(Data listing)
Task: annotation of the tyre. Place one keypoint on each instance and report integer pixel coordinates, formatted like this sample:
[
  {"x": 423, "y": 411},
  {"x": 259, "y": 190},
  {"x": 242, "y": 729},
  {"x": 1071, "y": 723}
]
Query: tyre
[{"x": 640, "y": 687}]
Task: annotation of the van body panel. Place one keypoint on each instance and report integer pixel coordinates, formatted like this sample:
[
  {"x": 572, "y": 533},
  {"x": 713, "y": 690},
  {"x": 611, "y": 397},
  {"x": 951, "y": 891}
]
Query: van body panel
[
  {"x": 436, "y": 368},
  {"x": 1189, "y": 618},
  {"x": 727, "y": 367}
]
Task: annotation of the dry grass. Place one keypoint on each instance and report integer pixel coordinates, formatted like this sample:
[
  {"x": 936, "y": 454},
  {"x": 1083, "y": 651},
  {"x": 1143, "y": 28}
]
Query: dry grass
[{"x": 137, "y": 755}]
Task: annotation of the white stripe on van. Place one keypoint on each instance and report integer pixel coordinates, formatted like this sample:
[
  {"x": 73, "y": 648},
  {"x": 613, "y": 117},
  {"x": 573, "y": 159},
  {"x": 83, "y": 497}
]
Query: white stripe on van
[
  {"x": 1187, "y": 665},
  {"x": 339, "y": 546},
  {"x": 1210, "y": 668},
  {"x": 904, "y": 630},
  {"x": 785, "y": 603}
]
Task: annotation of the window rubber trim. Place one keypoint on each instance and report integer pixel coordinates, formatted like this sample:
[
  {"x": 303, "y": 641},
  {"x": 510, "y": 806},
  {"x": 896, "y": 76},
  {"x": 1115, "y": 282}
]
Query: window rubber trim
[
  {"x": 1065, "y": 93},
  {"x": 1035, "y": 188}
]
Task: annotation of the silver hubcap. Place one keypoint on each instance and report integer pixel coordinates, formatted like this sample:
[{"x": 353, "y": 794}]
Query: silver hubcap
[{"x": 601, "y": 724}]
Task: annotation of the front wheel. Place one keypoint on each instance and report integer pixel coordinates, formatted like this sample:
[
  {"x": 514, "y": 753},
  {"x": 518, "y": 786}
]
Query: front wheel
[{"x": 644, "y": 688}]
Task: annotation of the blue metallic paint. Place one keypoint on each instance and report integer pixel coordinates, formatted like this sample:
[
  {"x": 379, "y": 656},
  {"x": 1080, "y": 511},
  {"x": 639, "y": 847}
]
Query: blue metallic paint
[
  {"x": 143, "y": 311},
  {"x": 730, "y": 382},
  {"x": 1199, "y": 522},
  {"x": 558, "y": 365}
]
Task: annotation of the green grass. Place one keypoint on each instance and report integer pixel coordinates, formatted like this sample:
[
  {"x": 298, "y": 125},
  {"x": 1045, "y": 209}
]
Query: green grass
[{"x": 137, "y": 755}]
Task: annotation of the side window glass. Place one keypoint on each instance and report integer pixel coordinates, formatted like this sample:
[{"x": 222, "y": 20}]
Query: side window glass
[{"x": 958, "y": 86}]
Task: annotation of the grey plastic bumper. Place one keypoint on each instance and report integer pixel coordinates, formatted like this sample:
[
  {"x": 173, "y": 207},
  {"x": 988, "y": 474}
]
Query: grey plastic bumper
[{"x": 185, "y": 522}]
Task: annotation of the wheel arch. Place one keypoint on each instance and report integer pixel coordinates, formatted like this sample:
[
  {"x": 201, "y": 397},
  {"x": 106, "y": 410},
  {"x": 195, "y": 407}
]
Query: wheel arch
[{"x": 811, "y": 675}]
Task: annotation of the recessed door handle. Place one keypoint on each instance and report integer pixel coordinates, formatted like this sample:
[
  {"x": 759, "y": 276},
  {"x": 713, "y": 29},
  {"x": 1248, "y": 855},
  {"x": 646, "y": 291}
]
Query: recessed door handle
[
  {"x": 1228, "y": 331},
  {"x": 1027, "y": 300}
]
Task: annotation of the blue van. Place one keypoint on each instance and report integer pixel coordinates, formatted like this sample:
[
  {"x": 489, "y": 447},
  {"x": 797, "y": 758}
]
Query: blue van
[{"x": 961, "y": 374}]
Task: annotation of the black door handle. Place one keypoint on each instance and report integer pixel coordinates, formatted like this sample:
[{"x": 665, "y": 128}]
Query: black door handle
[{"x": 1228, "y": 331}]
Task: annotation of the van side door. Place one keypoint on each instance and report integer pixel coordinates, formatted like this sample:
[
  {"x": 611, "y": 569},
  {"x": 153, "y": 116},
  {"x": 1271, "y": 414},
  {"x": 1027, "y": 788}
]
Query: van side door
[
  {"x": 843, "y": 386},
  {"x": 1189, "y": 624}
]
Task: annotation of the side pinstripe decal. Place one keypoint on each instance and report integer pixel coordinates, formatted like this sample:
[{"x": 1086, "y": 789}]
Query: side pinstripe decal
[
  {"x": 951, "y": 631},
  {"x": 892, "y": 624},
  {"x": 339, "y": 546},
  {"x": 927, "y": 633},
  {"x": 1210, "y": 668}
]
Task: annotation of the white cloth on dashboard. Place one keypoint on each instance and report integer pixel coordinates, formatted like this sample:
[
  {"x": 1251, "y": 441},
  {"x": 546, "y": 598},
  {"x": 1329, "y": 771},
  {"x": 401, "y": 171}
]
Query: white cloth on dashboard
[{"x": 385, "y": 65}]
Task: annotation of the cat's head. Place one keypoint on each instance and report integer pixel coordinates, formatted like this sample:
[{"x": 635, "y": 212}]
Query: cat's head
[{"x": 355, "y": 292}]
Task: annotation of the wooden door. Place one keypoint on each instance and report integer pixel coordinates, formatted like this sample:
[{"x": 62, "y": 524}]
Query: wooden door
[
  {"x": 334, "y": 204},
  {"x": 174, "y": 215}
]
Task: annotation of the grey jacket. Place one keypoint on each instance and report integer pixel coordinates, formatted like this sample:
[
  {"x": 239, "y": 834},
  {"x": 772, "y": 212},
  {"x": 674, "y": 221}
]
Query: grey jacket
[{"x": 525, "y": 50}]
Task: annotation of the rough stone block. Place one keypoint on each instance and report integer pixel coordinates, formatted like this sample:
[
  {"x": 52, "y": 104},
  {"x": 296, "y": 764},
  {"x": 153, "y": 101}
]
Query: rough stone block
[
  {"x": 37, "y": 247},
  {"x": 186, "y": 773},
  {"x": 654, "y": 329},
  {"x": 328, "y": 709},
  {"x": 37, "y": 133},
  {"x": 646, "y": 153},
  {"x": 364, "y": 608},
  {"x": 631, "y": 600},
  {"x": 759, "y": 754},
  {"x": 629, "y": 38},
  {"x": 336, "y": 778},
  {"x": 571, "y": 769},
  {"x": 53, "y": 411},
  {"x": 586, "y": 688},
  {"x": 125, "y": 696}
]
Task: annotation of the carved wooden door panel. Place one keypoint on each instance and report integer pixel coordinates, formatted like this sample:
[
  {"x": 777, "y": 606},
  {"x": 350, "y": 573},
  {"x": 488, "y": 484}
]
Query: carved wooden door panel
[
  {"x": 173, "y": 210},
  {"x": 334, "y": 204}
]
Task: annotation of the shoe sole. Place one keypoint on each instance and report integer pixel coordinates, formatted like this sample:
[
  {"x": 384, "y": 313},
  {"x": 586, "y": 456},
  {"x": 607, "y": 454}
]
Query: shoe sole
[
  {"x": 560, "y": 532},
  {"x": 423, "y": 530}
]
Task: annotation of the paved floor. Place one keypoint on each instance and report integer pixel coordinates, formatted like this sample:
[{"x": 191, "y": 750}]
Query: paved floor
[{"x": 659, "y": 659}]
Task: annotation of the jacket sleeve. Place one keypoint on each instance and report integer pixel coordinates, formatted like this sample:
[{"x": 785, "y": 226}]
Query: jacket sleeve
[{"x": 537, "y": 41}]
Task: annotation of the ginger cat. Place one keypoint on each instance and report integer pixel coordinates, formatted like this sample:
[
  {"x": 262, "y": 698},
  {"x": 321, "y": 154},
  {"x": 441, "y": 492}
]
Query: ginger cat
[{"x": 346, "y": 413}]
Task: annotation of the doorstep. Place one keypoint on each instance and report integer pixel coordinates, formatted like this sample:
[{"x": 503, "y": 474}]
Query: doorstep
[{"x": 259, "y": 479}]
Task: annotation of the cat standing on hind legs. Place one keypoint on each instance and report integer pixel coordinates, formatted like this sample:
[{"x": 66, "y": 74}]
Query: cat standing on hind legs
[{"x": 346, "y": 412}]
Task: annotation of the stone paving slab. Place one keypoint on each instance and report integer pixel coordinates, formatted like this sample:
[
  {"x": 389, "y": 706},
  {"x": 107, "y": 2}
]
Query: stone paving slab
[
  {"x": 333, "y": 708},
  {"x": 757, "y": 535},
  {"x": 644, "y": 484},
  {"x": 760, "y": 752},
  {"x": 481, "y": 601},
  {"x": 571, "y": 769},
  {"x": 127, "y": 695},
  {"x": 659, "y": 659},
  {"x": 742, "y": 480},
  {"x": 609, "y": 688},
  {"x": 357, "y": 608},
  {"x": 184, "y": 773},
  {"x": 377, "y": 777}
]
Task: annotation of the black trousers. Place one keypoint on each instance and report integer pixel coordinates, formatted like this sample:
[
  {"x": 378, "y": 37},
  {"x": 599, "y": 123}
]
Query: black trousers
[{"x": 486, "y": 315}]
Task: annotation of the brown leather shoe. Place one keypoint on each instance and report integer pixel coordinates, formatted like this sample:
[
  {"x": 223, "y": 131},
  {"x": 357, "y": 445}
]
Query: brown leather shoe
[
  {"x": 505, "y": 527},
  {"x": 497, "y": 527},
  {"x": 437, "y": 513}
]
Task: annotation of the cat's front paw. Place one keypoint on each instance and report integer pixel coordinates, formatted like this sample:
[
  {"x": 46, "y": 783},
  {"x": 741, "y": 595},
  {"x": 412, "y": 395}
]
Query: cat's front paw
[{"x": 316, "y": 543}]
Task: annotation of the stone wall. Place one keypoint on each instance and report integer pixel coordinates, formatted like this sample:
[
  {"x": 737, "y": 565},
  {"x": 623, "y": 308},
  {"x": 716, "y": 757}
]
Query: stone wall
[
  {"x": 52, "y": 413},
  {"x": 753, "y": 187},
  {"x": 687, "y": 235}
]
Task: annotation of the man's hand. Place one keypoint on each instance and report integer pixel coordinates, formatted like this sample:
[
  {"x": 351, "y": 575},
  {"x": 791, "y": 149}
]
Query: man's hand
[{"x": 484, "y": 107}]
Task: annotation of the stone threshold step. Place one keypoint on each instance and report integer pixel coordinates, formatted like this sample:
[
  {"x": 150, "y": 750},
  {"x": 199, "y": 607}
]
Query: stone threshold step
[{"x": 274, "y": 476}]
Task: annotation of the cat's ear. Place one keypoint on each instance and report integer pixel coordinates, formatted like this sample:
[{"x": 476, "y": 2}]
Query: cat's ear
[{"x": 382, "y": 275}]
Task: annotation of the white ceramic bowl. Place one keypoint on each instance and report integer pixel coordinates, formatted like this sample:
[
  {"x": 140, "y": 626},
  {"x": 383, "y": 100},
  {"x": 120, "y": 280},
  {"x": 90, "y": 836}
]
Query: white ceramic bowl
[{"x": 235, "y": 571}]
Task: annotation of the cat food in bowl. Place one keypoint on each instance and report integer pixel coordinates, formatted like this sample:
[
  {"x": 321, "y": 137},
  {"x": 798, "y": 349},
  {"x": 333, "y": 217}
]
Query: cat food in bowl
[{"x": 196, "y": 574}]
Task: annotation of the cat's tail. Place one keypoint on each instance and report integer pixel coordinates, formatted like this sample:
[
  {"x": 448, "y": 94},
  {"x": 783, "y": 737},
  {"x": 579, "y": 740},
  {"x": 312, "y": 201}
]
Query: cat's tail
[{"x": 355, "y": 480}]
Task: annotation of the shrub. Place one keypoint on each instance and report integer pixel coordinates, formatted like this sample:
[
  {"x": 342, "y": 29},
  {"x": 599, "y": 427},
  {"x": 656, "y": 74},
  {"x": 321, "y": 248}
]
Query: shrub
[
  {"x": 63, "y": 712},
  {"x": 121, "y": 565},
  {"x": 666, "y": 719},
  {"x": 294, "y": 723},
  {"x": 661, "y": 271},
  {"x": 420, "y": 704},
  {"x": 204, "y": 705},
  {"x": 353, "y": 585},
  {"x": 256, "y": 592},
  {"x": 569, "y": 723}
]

■ DIRECTION ■
Starting at the line that has "Task: annotation of the cat's tail." and running through the end of the items, reproduce every line, requests included, but shift each answer coordinate up by 84. Leave the requests and their format samples unchanged.

■ OUTPUT FOR THIS EXERCISE ■
Task: annotation of the cat's tail. Place one keypoint on each instance and report integer pixel coordinates, formatted like this sample:
[
  {"x": 448, "y": 94},
  {"x": 783, "y": 737},
  {"x": 579, "y": 740},
  {"x": 312, "y": 201}
]
Query: cat's tail
[{"x": 439, "y": 564}]
Task: annotation of the shrub. Place one keypoint on each instance and report integer pixel coordinates, formatted like this sample:
[
  {"x": 342, "y": 29},
  {"x": 599, "y": 427},
  {"x": 656, "y": 74},
  {"x": 321, "y": 248}
]
Query: shrub
[
  {"x": 147, "y": 796},
  {"x": 205, "y": 649},
  {"x": 750, "y": 803},
  {"x": 378, "y": 807},
  {"x": 745, "y": 355},
  {"x": 504, "y": 788},
  {"x": 288, "y": 789},
  {"x": 437, "y": 669},
  {"x": 340, "y": 676},
  {"x": 653, "y": 807}
]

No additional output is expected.